When I was cleaning out my father’s home after he died, I came across a sweater box under his bed. In it were some of the short stories I had written in the third and fourth grade. For a few minutes I sat on the floor and read them, recalling the bedroom in Connecticut in which I had penned them decades earlier, my teachers, and the inspirations for the tales. A couple of times I had to blink back tears, because here was one more indication of how very much my parents had loved me: my mother had saved these stories for years, and then, after she died in 1995, my father had preserved them.
Now, it’s also possible that I was on the verge of crying because the stories were absolute train wrecks. Nowhere in them could I find what a creative writing professor might generously have called promise. (I must admit, I did take a little pride in my penmanship. My lettering would have made a medieval monk proud.)
But I was struck by how I could see, even in that “apprentice work”, two themes that would resonate in my novels as an adult: heartbreak and dread. When my books work – and heaven knows they do not always work – those are the points on the narrative compass that matter most. The stories ranged from a tale of a disembodied hand emerging from a wishing well to one about sibling rivalry on the school bus safety patrol. Another ended with this sentence: “The dripping stopped and the vultures had their meal.”
There’s often a deep connection for writers between what we read for pleasure and what we write. It’s not always direct: it’s not as if novelists known for writing horror only read horror. (On the other hand, one piece of advice I often give fledging writers is this: write the sort of thing you love to read most. If you love science fiction, write that. If you savor what we call literary fiction, let those books be your inspiration.)
But I know that Esther Forbes’s Revolutionary War saga, Johnny Tremaine, a novel about a 14-year-old apprentice silversmith with a crippling hand injury, influenced what I was writing in third grade. I still recall the last line with all of its metaphoric gravitas: “A man can stand up.”
Likewise, one week in fourth grade when I was home sick from school, I devoured Shirley Jackson’s The Haunting of Hill House, a ghost story that to this day scares the hell out of me. I’m sure at nine years old I missed Eleanor Vance’s emotional instability and the sadness of her adulthood prior to joining the ghost hunters at Hill House, but I have never forgotten the riveting scene when she jumps from her bed in the night and cries out to her roommate, Theodora, “God! God! – Whose hand was I holding?”

*Stated task A*. Please copy the essay starting at "There’s often a" and ending at "be your inspiration.)", changing "horror" to "mystery".
*Stated task B*. Render this sentence from the essay in Spanish: "There’s often a deep connection for writers between what we read for pleasure and what we write."
The records after this point are separate material, apart from the essay.

*Data extract*.
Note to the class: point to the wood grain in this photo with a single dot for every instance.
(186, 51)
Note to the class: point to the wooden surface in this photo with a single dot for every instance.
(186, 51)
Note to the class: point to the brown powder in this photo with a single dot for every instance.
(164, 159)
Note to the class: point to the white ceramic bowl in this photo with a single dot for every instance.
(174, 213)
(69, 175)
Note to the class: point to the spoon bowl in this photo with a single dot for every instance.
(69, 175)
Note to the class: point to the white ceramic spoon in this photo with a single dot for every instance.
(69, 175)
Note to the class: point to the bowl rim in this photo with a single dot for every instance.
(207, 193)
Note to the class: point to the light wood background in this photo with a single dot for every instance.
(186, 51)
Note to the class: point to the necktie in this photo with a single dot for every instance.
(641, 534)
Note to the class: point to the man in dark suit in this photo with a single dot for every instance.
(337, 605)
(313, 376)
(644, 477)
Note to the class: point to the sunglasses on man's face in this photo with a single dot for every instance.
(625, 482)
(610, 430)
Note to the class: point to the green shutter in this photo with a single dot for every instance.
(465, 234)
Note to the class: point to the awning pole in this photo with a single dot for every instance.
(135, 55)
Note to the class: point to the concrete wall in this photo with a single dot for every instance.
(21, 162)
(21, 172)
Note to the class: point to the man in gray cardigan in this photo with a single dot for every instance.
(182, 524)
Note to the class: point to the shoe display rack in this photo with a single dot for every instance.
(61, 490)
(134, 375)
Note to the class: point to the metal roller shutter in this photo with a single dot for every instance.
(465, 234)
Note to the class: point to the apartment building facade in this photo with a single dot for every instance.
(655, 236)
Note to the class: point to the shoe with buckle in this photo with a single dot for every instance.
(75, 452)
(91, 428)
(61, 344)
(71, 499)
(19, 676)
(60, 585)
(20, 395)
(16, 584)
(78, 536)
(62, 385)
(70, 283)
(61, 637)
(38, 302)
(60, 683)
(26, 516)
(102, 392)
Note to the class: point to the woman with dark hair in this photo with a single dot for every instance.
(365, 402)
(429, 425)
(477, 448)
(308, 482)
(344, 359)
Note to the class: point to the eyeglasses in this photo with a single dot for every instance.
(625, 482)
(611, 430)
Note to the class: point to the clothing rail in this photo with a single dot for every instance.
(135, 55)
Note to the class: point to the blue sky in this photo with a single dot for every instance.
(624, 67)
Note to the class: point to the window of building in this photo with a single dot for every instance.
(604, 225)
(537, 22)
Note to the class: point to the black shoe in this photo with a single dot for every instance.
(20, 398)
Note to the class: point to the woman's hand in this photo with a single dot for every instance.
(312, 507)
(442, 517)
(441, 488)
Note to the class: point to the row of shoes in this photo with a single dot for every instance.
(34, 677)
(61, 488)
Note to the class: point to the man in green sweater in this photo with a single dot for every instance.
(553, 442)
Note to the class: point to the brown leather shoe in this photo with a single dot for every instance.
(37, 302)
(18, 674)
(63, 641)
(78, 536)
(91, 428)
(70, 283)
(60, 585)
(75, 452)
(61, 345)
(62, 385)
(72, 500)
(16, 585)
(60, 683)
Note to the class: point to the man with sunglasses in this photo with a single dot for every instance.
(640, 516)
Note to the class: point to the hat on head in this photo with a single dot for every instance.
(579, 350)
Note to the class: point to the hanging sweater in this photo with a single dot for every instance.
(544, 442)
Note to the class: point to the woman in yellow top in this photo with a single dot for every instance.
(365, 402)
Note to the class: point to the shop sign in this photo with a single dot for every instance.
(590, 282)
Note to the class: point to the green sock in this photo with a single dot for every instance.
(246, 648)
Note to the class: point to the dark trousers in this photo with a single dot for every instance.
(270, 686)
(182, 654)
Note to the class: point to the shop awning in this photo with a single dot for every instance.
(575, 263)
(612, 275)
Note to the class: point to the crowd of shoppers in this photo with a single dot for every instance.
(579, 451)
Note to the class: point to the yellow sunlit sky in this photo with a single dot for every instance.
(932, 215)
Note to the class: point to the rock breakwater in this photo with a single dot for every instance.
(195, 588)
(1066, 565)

*Solution A*.
There’s often a deep connection for writers between what we read for pleasure and what we write. It’s not always direct: it’s not as if novelists known for writing mystery only read mystery. (On the other hand, one piece of advice I often give fledging writers is this: write the sort of thing you love to read most. If you love science fiction, write that. If you savor what we call literary fiction, let those books be your inspiration.)

*Solution B*. A menudo existe una conexión profunda, para los escritores, entre lo que leemos por placer y lo que escribimos.